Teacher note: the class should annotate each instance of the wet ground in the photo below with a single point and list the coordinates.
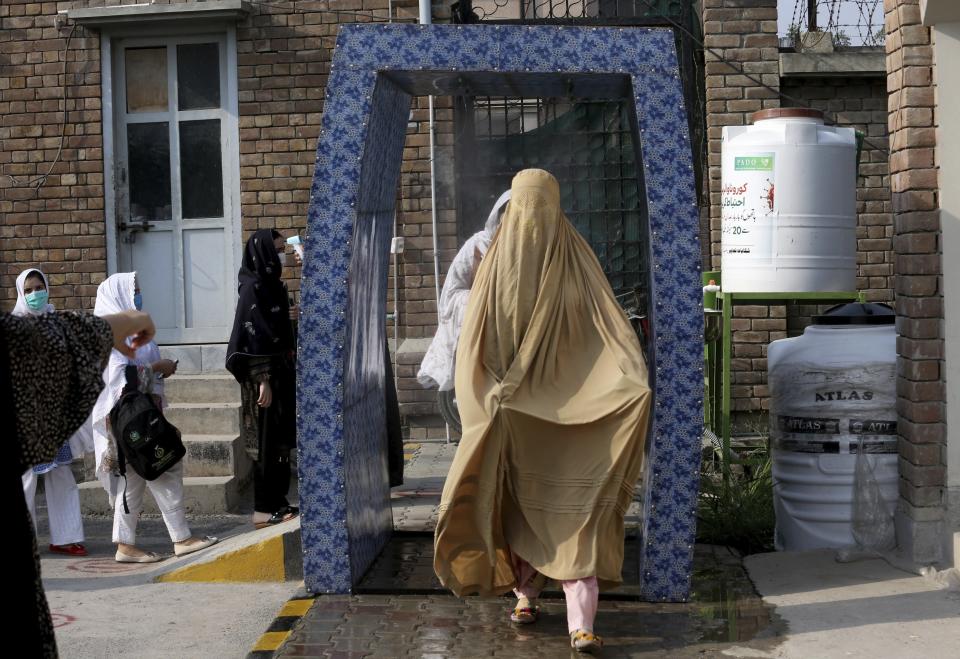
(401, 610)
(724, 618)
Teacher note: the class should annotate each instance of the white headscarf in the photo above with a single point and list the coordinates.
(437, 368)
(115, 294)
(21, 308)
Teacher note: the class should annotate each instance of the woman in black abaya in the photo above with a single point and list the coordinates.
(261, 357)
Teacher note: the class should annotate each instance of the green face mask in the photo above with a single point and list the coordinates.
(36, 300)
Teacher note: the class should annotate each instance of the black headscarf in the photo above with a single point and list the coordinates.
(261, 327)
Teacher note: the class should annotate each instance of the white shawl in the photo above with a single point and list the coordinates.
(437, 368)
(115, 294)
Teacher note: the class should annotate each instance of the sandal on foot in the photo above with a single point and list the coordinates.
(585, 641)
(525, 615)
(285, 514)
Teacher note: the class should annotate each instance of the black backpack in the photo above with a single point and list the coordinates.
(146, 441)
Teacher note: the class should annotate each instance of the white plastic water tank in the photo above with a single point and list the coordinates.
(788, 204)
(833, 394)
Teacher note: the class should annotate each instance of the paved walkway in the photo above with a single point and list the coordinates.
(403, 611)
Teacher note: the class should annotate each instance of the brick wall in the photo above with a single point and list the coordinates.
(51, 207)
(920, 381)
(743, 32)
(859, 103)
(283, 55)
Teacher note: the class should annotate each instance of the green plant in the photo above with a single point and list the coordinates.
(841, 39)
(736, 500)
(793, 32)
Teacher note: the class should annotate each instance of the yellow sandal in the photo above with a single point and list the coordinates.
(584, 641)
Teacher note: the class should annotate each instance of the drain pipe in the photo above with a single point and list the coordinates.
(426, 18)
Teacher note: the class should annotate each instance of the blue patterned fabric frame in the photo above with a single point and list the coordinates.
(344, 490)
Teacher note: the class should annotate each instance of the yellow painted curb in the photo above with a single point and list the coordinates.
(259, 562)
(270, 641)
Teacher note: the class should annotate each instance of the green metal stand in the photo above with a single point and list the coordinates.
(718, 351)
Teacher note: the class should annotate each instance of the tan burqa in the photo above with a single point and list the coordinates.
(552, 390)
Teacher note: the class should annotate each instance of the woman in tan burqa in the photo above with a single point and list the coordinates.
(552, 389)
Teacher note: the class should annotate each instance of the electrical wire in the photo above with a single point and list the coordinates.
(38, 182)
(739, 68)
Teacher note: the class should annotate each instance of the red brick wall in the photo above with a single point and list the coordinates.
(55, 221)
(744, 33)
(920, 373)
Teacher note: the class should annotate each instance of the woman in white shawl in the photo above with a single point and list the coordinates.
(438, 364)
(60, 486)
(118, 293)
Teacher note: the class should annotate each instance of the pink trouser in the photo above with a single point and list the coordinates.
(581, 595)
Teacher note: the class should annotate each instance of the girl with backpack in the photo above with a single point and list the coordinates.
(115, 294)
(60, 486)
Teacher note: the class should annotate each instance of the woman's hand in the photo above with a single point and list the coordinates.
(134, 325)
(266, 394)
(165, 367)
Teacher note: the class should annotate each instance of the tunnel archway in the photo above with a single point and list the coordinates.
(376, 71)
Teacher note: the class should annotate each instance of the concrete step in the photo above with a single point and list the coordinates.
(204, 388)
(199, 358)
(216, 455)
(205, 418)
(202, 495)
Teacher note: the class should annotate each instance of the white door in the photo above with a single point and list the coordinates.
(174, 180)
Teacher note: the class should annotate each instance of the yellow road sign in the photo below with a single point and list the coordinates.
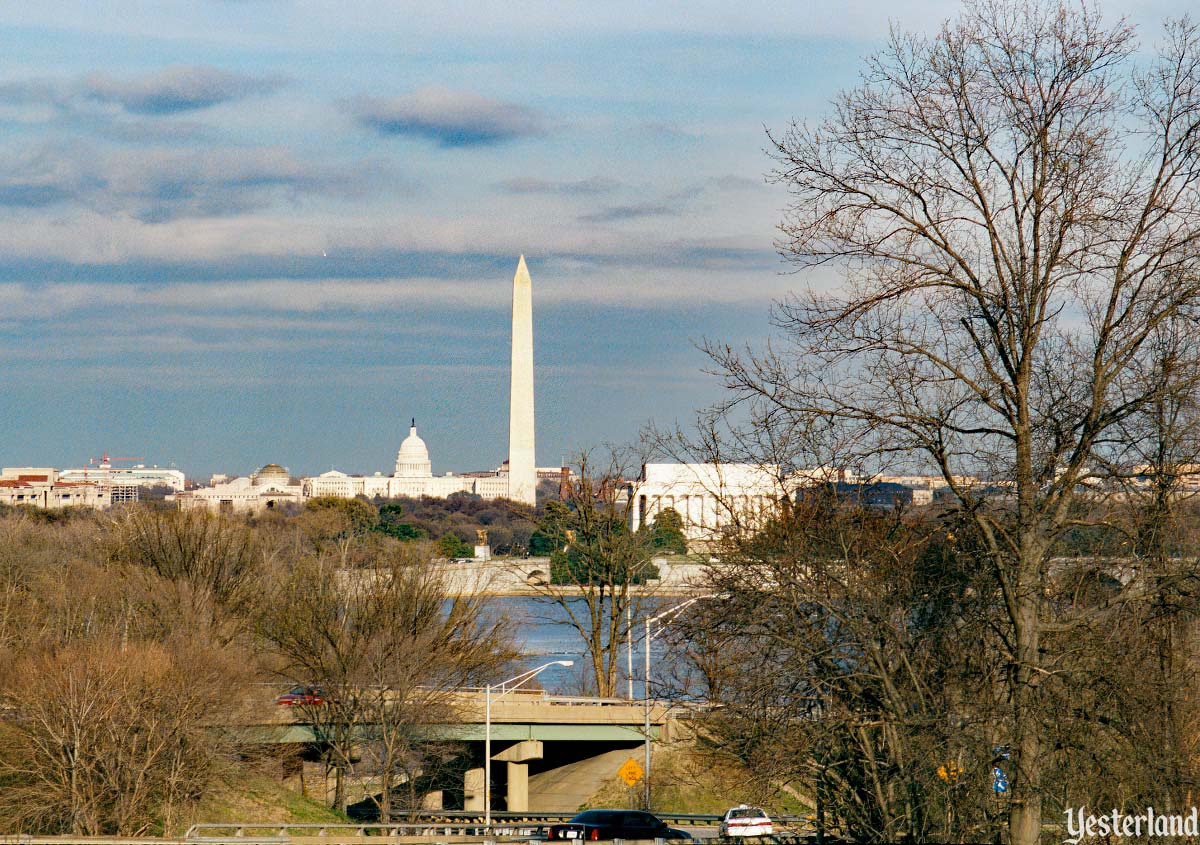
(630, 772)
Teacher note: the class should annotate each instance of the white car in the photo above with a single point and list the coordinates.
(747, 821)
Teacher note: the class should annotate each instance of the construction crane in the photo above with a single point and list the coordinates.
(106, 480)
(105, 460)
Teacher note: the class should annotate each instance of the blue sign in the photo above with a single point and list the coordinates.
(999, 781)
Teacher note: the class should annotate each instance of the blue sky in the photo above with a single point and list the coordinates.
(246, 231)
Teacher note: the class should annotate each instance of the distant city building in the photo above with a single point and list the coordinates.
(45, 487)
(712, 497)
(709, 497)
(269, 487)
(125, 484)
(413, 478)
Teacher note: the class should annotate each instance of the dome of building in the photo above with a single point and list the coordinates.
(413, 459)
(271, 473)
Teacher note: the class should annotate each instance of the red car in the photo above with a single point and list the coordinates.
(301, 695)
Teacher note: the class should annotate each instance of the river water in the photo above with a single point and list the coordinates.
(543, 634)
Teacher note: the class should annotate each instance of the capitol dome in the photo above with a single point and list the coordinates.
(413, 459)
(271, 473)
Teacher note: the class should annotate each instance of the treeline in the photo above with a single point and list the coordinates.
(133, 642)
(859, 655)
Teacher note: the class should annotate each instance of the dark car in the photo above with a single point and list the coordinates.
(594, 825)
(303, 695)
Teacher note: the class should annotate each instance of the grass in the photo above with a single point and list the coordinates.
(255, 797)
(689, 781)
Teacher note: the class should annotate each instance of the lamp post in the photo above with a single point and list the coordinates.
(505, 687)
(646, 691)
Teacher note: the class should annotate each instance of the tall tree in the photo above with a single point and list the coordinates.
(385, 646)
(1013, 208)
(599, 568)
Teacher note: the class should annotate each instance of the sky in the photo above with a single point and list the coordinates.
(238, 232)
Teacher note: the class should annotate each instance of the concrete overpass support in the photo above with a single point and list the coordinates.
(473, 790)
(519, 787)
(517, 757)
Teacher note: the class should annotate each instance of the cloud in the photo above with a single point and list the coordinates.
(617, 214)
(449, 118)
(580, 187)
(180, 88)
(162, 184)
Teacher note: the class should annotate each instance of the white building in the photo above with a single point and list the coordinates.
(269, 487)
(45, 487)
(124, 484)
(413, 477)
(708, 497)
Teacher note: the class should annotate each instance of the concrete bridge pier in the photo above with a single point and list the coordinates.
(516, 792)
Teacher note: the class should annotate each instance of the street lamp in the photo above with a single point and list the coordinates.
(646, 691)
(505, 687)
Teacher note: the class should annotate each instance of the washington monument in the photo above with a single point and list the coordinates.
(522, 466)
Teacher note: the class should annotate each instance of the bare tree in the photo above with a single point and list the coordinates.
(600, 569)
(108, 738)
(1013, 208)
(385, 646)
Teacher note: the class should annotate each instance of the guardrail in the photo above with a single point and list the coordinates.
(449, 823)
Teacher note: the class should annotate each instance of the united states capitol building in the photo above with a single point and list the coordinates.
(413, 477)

■ Your task
Set down the records exactly, without the pictures.

■ Answer area
Teacher note: the class should annotate each instance of the wet ground in the photo below with a single point and list the coordinates.
(401, 610)
(724, 618)
Teacher note: the class should annotate each instance of the white headscarf in the photo above with a single point and list the coordinates.
(437, 368)
(115, 294)
(21, 308)
Teacher note: the class should annotate each instance of the woman in black abaya in the photo above with a single point and list the coordinates.
(261, 357)
Teacher note: the class should annotate each instance of the green face mask in the photo above with a single point and list the coordinates.
(36, 300)
Teacher note: the class should annotate each instance of the black headscarf in the photo above with a single point and list the coordinates.
(261, 327)
Teacher note: the class should annotate each instance of the white shawl in the photo above with a single point and list the coordinates.
(437, 368)
(115, 294)
Teacher note: the class should annotate each instance of the sandal on foot in the photo above with a single point and list the coordinates.
(585, 641)
(525, 615)
(285, 514)
Teacher note: the class should annotate each instance of the black backpack in the photo above with a single point and list the coordinates.
(146, 441)
Teacher note: the class should annotate each instance of the white plastic water tank in the photo above with a single point and list the coordinates.
(788, 204)
(833, 394)
Teacher note: the class should annotate each instance of the paved walkway in the photo above with a single point and list the coordinates.
(403, 611)
Teacher note: the class should annotate each instance of the brick wall in the photo above with a single point and list the coordinates.
(51, 207)
(920, 381)
(743, 32)
(859, 103)
(283, 55)
Teacher note: the class should annotate each instance of the green plant in the photo above with a single point and list the coordinates.
(841, 39)
(736, 500)
(793, 32)
Teacher note: the class should annotate each instance of the yellow sandal in the photo above with a single point and list the coordinates.
(584, 641)
Teacher note: the class should annotate each instance of the drain pipe in the photo above with a single point and list the coordinates.
(426, 18)
Teacher note: the class should annotate each instance of the blue patterned fabric frame in the photo above with a single point and list the coordinates.
(344, 490)
Teacher note: the class should annotate each instance of the yellow painted curb in the photo above with a single point and list the coordinates.
(259, 562)
(270, 641)
Teacher note: the class should annotate each instance of the green metal stand in the photo above with a single point and list the coordinates.
(718, 351)
Teacher note: the class should annotate each instance of the tan burqa in the photo above with a single point and list the coordinates.
(552, 390)
Teacher note: the class should annotate each instance of the woman in tan burqa in the photo above with a single point and list the coordinates.
(552, 389)
Teacher note: the class should annotate each instance of the electrical wire in the photo above with a single point and list the coordinates.
(38, 182)
(739, 68)
Teacher note: the class should annotate each instance of the red brick wall in the photo above with a single point and list the coordinates.
(55, 221)
(744, 33)
(920, 373)
Teacher note: the class should annotate each instance of the woman in white shawl in the photo above with a single point and list the coordinates.
(438, 364)
(60, 486)
(118, 293)
Teacher note: the class should annotate each instance of the pink trouser in the photo above with a single point and list the coordinates.
(581, 595)
Teacher note: the class should annotate each instance of the girl with backpack in the photo above with a single point and list the coordinates.
(115, 294)
(60, 486)
Teacher note: the class should annotate each instance of the woman's hand in the photo above with a single point and list the coordinates.
(134, 325)
(266, 394)
(165, 367)
Teacher note: the class should annotate each instance of the tunnel archway in the photo above with a single point and list the coordinates.
(376, 71)
Teacher note: the class should annotate each instance of the concrete step in the photo above with a single point and list the coordinates.
(204, 388)
(199, 358)
(216, 455)
(205, 418)
(202, 495)
Teacher note: the class should annotate each instance of the white door in the photo above with a single point and list the coordinates.
(174, 180)
Teacher note: the class should annotate each instance of the yellow road sign in the photo below with a single point and list the coordinates.
(630, 772)
Teacher note: the class should annotate each instance of the white car in the photo above with a single point and list the coordinates.
(747, 821)
Teacher note: the class should annotate each instance of the construction crane in the photo above with a single point and list the coordinates.
(106, 480)
(105, 460)
Teacher note: the class should annotate each instance of the blue sign in the photo above with a single point and list the coordinates.
(999, 781)
Teacher note: the class should annotate each instance of the blue sky in the photo above with a single point and list the coordinates.
(246, 231)
Teacher note: the class should annotate each instance of the distant city building in the photo above with a single point and list the coordinates.
(45, 487)
(712, 497)
(709, 497)
(269, 487)
(125, 484)
(413, 478)
Teacher note: the class should annotate each instance of the dome of building in the photo above with a single point and list the coordinates.
(413, 459)
(271, 473)
Teacher note: the class should annotate each instance of the red car in the photo above with a single point and list the coordinates.
(301, 695)
Teacher note: the class should annotate each instance of the river water in the photo above with a single point and list the coordinates.
(543, 634)
Teacher note: the class should annotate each instance of the capitol dome in the photo above with a single point and list the coordinates.
(413, 459)
(271, 473)
Teacher note: the class should annotate each instance of the treeline in the photo above with a single point and list the coordinates.
(133, 642)
(859, 655)
Teacher note: the class should annotate each instance of the dark car in the photo above with a single point and list the coordinates.
(594, 825)
(303, 695)
Teacher note: the class should annotate each instance of the grass in the photo above with a single point and list the coordinates.
(255, 797)
(689, 781)
Teacher note: the class should annotate each instance of the lamp post in the photo above with a single point and list the coordinates.
(505, 687)
(646, 691)
Teacher note: the class should annotate each instance of the tall tree in the photo above with a single point and list the coordinates.
(385, 646)
(1013, 208)
(599, 568)
Teacher note: the class should annotate each instance of the sky in the photo above with a single point and list the coordinates.
(238, 232)
Teacher note: the class should annotate each instance of the concrete overpass support in the photo above with a single point and list the coordinates.
(473, 790)
(519, 787)
(517, 757)
Teacher note: the class should annotate each instance of the cloud in the photo above with a single point and list the coordinates.
(617, 214)
(449, 118)
(580, 187)
(180, 88)
(162, 184)
Teacher note: the class should annotate each instance of the white building in the photo above with a single point and list the coordinates.
(269, 487)
(45, 487)
(124, 484)
(413, 477)
(708, 497)
Teacher note: the class should annotate each instance of the concrete bridge pier in the photo above with a single point and list the coordinates.
(516, 792)
Teacher note: the class should annotate each instance of the street lamp in the photo above with a single point and list the coordinates.
(646, 691)
(505, 687)
Teacher note: the class should annotate each instance of the washington monument in the photo above with a single point and list the coordinates.
(522, 466)
Teacher note: the class should annotate each instance of the bare tree in the photo above with a single point and list the coordinates.
(600, 569)
(108, 738)
(1013, 208)
(385, 646)
Teacher note: the class should annotate each instance of the guardrail in the photo above with a single point and list the coordinates.
(449, 823)
Teacher note: the class should annotate each instance of the united states capitol building in the photo above with a single point and list the coordinates.
(413, 477)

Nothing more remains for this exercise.